● Detalhes do exercício
No excerto sobre o Somos Douro, por quantos municípios da CIM Douro se espalhava o coletivo que organizou o festival?

● Excerto do texto
%%

Somos Douro: um balanço

14.12.18

Desde há semanas que penso no Somos Douro. Junho parece longínquo e, no entanto, foi ontem. Folheio o álbum de quase três semanas no Alto Douro Vinhateiro, na fotografia a nossa expressão é a de pessoas felizes.

Passou meio ano.

Entretanto a filha da Tatiana Salem Levy, que estava nos primeiros meses de gravidez, nasceu. A Maria Mota ganhou mais um prémio pela investigação do parasita da malária. A Ana Margarida de Carvalho foi publicada no Brasil, com sucesso. Há novo romance de Richard Zimler e uma antologia de poemas de Pedro Mexia. Os chefes de Estado reunidos em Paris para assinalar o armistício da Primeira Guerra levam-me até às configurações da Europa nos últimos 100 anos, traçadas por Fernando Rosas. Os nomes de Sophia de Mello Breyner, Miguel Torga, Aquilino Ribeiro levam-me aos dias gloriosos em que dezenas e dezenas de pessoas (crianças e jovens incluídos) ouviram falar destes autores, autores que nos ajudam a saber quem somos e a interrogar o mundo. As celebrações dos 20 anos do Nobel de Saramago estão agora em fase de conclusão. Fernando Pessoa, a literatura, a arquitectura, a História e o Património são uma marca identitária sublinhada no Somos Douro. Fizemos desenhos sobre desenhos rupestres, convidámos jovens a olhar e a pôr o Douro no mapa. Conjugámos os verbos:

Ser / Pertencer

Aprender / Fazer

Descobrir / Partilhar

Trabalhámos muito, percorremos um serpenteado de caminhos, pensámos uma região, envolvemos pessoas da região, levámos pessoas até à região. Não uso um plural majestático por usar, falo de um colectivo, disseminado pelos 19 municípios da CIM Douro, que, com a equipa da CCDR-N e a Liga dos Amigos do Douro, se empenhou na organização do festival, e participou nele.

%%

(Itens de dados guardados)

%%

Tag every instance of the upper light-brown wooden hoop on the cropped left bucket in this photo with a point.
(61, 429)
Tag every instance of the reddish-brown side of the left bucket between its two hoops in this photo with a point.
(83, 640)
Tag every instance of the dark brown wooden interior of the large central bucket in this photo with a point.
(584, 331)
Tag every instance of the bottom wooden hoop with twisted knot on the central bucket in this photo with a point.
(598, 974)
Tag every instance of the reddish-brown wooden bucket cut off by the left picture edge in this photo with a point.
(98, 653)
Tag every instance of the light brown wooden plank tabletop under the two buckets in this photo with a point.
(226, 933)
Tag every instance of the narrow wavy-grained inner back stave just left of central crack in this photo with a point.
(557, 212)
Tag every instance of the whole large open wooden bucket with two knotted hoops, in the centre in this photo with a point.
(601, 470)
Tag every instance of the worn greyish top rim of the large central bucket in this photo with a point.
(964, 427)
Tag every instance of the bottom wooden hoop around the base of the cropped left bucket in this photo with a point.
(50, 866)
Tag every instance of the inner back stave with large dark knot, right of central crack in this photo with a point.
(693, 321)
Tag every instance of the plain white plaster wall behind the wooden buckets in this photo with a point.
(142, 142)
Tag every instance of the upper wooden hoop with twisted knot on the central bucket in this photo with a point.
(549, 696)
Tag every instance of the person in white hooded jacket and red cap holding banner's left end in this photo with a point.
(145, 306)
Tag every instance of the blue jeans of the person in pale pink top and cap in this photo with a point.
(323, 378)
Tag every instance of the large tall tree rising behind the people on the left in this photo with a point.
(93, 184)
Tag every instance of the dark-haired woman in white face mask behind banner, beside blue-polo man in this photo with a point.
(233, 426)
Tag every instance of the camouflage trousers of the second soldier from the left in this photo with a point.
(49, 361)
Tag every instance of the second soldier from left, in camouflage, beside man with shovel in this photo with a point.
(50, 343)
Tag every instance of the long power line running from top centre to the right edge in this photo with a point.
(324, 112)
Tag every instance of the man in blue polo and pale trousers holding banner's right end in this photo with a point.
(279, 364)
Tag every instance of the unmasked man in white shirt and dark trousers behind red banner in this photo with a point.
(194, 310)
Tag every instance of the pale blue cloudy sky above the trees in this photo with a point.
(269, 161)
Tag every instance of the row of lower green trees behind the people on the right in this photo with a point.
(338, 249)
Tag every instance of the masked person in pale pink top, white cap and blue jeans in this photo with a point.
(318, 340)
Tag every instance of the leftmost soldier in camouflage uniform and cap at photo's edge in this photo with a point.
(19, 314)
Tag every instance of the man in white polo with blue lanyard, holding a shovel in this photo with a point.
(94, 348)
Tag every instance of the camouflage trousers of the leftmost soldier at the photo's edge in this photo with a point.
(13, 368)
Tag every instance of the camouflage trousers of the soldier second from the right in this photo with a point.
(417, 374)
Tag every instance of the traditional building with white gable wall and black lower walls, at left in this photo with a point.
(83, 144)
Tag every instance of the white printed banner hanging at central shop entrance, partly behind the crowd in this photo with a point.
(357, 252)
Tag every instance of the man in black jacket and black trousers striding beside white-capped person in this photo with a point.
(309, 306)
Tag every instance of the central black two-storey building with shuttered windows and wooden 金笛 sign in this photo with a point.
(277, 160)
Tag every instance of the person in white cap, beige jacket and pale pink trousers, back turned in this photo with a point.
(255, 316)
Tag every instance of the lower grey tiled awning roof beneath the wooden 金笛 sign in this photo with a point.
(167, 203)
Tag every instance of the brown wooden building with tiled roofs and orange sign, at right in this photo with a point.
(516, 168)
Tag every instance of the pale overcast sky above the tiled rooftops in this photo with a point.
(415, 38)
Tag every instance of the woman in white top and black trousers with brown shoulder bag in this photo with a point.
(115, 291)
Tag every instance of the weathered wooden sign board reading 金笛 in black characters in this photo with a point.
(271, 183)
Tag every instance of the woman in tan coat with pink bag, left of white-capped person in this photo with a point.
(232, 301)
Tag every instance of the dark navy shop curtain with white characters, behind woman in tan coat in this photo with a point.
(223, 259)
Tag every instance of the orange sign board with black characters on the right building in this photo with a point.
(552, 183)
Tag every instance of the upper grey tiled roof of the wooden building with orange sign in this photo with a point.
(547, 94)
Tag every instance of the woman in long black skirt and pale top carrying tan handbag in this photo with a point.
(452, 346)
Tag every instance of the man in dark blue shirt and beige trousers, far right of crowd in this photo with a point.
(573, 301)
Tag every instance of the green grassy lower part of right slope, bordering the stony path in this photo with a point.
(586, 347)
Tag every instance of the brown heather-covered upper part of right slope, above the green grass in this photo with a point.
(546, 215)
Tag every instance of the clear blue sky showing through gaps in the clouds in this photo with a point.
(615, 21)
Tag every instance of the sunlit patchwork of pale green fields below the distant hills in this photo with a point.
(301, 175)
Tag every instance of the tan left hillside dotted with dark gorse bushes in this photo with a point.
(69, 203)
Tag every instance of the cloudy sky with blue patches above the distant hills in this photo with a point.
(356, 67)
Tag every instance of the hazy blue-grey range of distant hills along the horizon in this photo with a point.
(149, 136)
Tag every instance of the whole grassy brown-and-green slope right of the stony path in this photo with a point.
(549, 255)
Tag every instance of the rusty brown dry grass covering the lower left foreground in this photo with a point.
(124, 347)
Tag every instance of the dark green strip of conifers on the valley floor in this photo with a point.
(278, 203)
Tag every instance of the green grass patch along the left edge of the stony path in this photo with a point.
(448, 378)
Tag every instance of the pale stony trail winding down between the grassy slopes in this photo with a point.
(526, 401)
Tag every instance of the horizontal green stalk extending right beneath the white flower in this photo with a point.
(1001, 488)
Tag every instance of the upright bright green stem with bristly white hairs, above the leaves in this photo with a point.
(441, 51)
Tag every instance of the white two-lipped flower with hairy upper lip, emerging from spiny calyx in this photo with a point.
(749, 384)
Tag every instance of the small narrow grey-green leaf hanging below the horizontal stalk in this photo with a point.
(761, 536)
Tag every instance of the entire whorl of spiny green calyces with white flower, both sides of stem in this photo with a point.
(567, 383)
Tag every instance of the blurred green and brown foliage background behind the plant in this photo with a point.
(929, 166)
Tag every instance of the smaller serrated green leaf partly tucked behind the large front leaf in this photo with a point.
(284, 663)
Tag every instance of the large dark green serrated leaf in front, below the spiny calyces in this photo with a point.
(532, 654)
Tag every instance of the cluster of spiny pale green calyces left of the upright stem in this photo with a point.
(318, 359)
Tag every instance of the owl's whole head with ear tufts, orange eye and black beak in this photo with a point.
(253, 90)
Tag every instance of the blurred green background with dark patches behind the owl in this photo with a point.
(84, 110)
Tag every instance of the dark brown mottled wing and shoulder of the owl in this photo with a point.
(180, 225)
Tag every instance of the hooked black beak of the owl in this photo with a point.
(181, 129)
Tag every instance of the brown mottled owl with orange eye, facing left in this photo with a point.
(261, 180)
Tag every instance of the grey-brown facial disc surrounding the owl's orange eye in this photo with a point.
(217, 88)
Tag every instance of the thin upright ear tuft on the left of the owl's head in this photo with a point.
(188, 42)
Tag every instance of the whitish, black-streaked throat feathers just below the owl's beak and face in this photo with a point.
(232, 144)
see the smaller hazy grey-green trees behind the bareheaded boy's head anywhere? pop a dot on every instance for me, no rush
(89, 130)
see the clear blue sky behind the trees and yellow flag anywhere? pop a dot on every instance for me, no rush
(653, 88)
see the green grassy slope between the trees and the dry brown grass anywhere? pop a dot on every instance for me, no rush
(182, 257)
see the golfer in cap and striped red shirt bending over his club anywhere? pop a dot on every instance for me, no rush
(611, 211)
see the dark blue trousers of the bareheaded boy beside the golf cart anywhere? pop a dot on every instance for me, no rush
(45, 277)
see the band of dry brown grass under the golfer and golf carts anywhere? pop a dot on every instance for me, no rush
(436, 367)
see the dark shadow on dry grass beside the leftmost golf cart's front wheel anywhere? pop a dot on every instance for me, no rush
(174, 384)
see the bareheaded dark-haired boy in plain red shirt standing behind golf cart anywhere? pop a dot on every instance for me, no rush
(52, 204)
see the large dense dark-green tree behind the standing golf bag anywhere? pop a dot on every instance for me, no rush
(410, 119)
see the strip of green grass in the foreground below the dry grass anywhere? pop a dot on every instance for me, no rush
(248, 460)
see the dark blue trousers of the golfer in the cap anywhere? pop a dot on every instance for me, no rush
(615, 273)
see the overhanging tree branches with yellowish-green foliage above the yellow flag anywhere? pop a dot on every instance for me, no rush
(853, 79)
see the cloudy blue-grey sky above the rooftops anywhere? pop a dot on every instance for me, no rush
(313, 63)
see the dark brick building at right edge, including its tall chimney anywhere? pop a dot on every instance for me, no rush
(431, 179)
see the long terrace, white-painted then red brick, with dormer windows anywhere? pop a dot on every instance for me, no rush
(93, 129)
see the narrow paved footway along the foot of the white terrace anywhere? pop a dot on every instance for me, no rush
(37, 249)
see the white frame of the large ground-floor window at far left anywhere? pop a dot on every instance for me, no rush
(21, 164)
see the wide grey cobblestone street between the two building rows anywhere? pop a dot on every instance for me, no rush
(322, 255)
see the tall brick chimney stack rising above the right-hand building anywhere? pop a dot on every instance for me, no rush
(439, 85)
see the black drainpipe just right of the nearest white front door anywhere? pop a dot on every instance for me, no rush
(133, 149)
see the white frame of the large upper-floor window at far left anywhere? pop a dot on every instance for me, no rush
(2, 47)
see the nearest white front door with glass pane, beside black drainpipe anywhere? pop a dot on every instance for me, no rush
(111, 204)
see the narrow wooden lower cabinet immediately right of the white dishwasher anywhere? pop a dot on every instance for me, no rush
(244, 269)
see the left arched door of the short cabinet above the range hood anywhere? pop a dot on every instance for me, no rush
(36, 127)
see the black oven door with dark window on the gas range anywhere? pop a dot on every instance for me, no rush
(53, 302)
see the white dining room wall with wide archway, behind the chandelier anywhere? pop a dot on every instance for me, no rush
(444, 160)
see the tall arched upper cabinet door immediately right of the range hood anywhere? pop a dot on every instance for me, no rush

%%

● Solução comentada
Por 19 municípios.